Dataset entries
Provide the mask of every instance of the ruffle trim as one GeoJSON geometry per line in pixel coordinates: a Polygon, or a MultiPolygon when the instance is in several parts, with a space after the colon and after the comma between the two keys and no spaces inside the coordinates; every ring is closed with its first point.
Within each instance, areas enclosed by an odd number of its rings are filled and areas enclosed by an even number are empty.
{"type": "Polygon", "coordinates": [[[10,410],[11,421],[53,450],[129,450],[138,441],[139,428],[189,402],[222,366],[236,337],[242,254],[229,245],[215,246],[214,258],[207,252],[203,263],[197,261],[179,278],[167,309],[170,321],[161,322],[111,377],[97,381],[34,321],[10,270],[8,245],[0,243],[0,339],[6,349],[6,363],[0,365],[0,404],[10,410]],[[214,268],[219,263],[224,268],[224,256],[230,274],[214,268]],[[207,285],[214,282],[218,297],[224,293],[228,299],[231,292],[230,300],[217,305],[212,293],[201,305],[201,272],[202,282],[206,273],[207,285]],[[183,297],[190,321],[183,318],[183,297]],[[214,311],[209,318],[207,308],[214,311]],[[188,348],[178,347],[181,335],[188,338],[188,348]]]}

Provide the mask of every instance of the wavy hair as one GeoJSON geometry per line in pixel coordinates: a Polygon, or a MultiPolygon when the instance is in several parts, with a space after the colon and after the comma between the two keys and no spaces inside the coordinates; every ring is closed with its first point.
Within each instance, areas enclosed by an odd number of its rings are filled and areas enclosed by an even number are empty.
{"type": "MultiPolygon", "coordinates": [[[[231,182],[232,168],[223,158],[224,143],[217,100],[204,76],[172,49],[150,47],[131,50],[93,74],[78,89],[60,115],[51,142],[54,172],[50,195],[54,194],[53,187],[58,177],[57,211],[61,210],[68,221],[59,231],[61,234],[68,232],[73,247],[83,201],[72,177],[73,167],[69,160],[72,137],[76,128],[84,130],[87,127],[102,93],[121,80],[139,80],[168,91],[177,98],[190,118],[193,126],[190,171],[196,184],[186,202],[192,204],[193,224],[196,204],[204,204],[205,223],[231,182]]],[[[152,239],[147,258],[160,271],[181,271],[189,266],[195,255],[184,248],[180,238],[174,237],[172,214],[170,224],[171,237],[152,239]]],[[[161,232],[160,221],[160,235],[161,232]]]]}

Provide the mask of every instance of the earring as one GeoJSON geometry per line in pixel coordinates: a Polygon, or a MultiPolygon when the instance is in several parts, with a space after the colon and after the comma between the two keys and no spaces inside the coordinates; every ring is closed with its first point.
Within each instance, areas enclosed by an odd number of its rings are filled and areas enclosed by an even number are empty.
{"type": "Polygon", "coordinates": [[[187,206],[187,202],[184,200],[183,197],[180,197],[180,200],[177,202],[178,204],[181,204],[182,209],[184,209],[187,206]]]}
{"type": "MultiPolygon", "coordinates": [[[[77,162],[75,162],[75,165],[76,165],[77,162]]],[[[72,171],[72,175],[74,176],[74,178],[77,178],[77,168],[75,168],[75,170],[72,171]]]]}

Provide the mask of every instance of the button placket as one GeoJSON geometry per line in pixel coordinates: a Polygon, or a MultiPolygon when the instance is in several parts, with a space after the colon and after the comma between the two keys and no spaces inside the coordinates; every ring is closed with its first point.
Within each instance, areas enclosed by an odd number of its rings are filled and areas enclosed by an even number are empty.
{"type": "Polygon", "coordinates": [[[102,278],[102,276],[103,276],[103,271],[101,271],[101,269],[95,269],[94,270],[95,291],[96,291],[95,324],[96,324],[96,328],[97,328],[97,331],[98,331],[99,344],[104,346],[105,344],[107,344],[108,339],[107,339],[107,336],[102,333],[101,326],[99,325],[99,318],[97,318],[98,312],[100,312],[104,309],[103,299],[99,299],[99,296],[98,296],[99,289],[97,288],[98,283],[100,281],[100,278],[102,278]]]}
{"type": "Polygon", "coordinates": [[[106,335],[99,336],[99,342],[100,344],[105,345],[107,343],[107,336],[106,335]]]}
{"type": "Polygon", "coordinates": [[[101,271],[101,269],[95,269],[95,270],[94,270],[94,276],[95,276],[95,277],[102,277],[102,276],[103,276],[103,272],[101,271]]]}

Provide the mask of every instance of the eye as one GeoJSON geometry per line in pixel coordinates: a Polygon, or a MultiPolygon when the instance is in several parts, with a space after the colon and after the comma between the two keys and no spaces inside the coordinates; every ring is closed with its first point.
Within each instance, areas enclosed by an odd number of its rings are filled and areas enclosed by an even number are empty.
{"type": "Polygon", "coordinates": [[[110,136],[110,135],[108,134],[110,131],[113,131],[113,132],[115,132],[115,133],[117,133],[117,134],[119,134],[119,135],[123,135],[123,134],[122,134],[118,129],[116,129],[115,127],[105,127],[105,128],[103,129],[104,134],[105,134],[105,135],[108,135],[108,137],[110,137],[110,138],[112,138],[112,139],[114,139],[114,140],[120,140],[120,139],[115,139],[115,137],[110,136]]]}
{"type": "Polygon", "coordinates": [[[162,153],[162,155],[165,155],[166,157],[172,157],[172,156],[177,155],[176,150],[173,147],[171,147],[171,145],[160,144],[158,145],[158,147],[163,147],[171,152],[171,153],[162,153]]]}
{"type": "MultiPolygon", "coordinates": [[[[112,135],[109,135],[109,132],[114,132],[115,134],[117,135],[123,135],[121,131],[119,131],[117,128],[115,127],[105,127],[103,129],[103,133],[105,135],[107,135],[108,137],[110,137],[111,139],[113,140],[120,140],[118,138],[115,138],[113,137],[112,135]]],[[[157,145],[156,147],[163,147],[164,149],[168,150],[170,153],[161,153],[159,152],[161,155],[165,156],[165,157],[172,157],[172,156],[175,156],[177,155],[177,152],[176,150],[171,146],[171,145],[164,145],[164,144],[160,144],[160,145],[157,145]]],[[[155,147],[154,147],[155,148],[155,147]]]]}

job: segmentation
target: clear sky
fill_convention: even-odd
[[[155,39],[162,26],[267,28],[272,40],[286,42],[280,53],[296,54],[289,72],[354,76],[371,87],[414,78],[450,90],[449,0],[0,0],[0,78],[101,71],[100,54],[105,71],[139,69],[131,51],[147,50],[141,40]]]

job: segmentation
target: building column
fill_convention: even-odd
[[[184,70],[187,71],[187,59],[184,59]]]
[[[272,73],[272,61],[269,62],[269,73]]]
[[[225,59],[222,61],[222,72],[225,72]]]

EXERCISE -
All the entries above need to be reproduced exactly.

ANSWER SECTION -
Provide the mask of every instance of the ruffle trim as one GeoJSON geometry per line in pixel coordinates: a Polygon, or a MultiPolygon when the instance is in several parts, with a space after the colon and after the comma between the two keys and no spaces inside the coordinates; every ring is closed with its first point.
Within each instance, areas enclosed by an odd number of its rings are filled and areas enclosed by an even number are empty.
{"type": "Polygon", "coordinates": [[[10,410],[11,421],[53,450],[129,450],[138,441],[139,428],[189,402],[222,366],[236,337],[242,254],[229,245],[215,246],[214,258],[207,252],[203,263],[197,261],[179,278],[167,309],[170,321],[161,322],[111,377],[97,381],[34,321],[10,270],[8,245],[0,243],[0,339],[6,349],[6,363],[0,365],[0,404],[10,410]],[[214,268],[219,263],[224,268],[224,256],[230,274],[214,268]],[[207,285],[214,282],[218,297],[224,293],[228,299],[231,292],[230,300],[217,305],[212,293],[201,305],[201,272],[202,282],[206,273],[207,285]],[[183,297],[190,321],[183,318],[183,297]],[[214,311],[209,318],[207,308],[214,311]],[[188,348],[178,347],[181,335],[188,338],[188,348]]]}

Provide the mask of every instance of the wavy hair as one GeoJSON geometry per line in pixel coordinates: a Polygon, or a MultiPolygon when the instance is in several parts, with a space after the colon and after the comma between the two keys and no spaces inside the coordinates; every ring is closed with its first point.
Within each instance, areas enclosed by an odd number of its rings are filled and areas enclosed by an even number are empty.
{"type": "MultiPolygon", "coordinates": [[[[231,182],[232,168],[223,158],[224,143],[217,100],[204,76],[172,49],[150,47],[131,50],[93,74],[78,89],[60,115],[51,142],[54,172],[50,195],[54,194],[53,187],[58,177],[57,211],[61,210],[68,221],[59,231],[61,234],[68,232],[73,247],[83,201],[72,177],[73,167],[69,160],[72,137],[76,128],[84,130],[87,127],[102,93],[121,80],[139,80],[168,91],[177,98],[190,118],[193,126],[190,171],[196,184],[186,202],[192,204],[193,224],[196,204],[204,204],[205,223],[231,182]]],[[[152,239],[147,258],[160,271],[181,271],[189,266],[195,255],[184,248],[180,238],[174,237],[172,214],[170,224],[171,237],[152,239]]],[[[161,232],[160,221],[160,235],[161,232]]]]}

Provide the mask of every instance of the earring as one GeoJSON geometry per line in pixel coordinates: a Polygon, or a MultiPolygon when the instance is in several parts, with a space after the colon and after the comma between the two keys and no spaces inside the coordinates; every ring is closed with its first point.
Within each instance, areas enclosed by an odd number of its rings are filled and areas enclosed by an even number are empty.
{"type": "Polygon", "coordinates": [[[187,206],[187,202],[184,200],[183,197],[180,197],[180,200],[177,202],[178,204],[181,204],[182,209],[184,209],[187,206]]]}
{"type": "MultiPolygon", "coordinates": [[[[77,162],[75,162],[75,165],[76,165],[77,162]]],[[[72,171],[72,175],[74,176],[74,178],[77,178],[77,168],[75,168],[75,170],[72,171]]]]}

Provide the mask of every instance of the button placket as one GeoJSON geometry per line in pixel coordinates: a Polygon, or a MultiPolygon when the instance is in several parts, with a space after the colon and after the comma between the two keys and no spaces inside the coordinates; every ring is closed with its first point.
Within each instance, areas enclosed by an odd number of its rings are filled and areas enclosed by an even number are empty.
{"type": "Polygon", "coordinates": [[[102,278],[102,276],[103,276],[103,271],[101,271],[101,269],[95,269],[94,270],[95,291],[96,291],[95,324],[96,324],[96,328],[97,328],[97,331],[98,331],[99,344],[104,346],[105,344],[107,344],[108,339],[107,339],[107,336],[102,333],[101,326],[99,325],[99,318],[97,318],[98,312],[100,312],[104,309],[103,299],[99,299],[99,296],[98,296],[99,289],[97,288],[98,283],[100,281],[100,278],[102,278]]]}
{"type": "Polygon", "coordinates": [[[106,335],[99,336],[99,342],[100,344],[105,345],[107,343],[107,336],[106,335]]]}
{"type": "Polygon", "coordinates": [[[101,271],[101,269],[95,269],[95,270],[94,270],[94,276],[95,276],[95,277],[102,277],[102,276],[103,276],[103,272],[101,271]]]}

Provide the mask of every instance of the eye as one GeoJSON geometry per line in pixel coordinates: a Polygon, or a MultiPolygon when the instance is in several parts, with a space after the colon and after the comma between the two keys and no spaces inside the coordinates; every ring is closed with its first point.
Within each instance, areas enclosed by an odd number of its rings are filled and areas enclosed by an even number are empty.
{"type": "Polygon", "coordinates": [[[110,136],[110,135],[108,134],[110,131],[113,131],[113,132],[115,132],[115,133],[117,133],[117,134],[119,134],[119,135],[123,135],[123,134],[122,134],[118,129],[116,129],[115,127],[105,127],[105,128],[103,129],[104,134],[105,134],[105,135],[108,135],[108,137],[110,137],[110,138],[112,138],[112,139],[114,139],[114,140],[120,140],[120,139],[115,139],[115,137],[110,136]]]}
{"type": "Polygon", "coordinates": [[[162,153],[162,155],[165,155],[166,157],[172,157],[172,156],[177,155],[176,150],[173,147],[171,147],[171,145],[160,144],[158,145],[158,147],[163,147],[171,152],[171,153],[162,153]]]}
{"type": "MultiPolygon", "coordinates": [[[[112,135],[109,135],[109,132],[114,132],[115,134],[117,135],[123,135],[121,131],[119,131],[117,128],[115,127],[105,127],[103,129],[103,133],[105,135],[107,135],[108,137],[110,137],[111,139],[113,140],[120,140],[118,138],[115,138],[113,137],[112,135]]],[[[157,145],[156,147],[163,147],[164,149],[168,150],[170,153],[161,153],[159,152],[161,155],[165,156],[165,157],[172,157],[172,156],[175,156],[177,155],[177,152],[176,150],[171,146],[171,145],[164,145],[164,144],[160,144],[160,145],[157,145]]],[[[155,147],[154,147],[155,148],[155,147]]]]}

job: segmentation
target: clear sky
fill_convention: even-odd
[[[155,39],[162,26],[267,28],[272,40],[286,42],[280,53],[296,54],[289,72],[354,76],[371,87],[414,78],[450,90],[449,0],[0,0],[0,78],[101,71],[100,54],[105,71],[139,69],[131,51],[147,50],[141,40]]]

job: segmentation
target: building column
fill_convention: even-odd
[[[184,70],[187,71],[187,59],[184,59]]]
[[[272,73],[272,61],[269,62],[269,73]]]
[[[225,59],[222,61],[222,72],[225,72]]]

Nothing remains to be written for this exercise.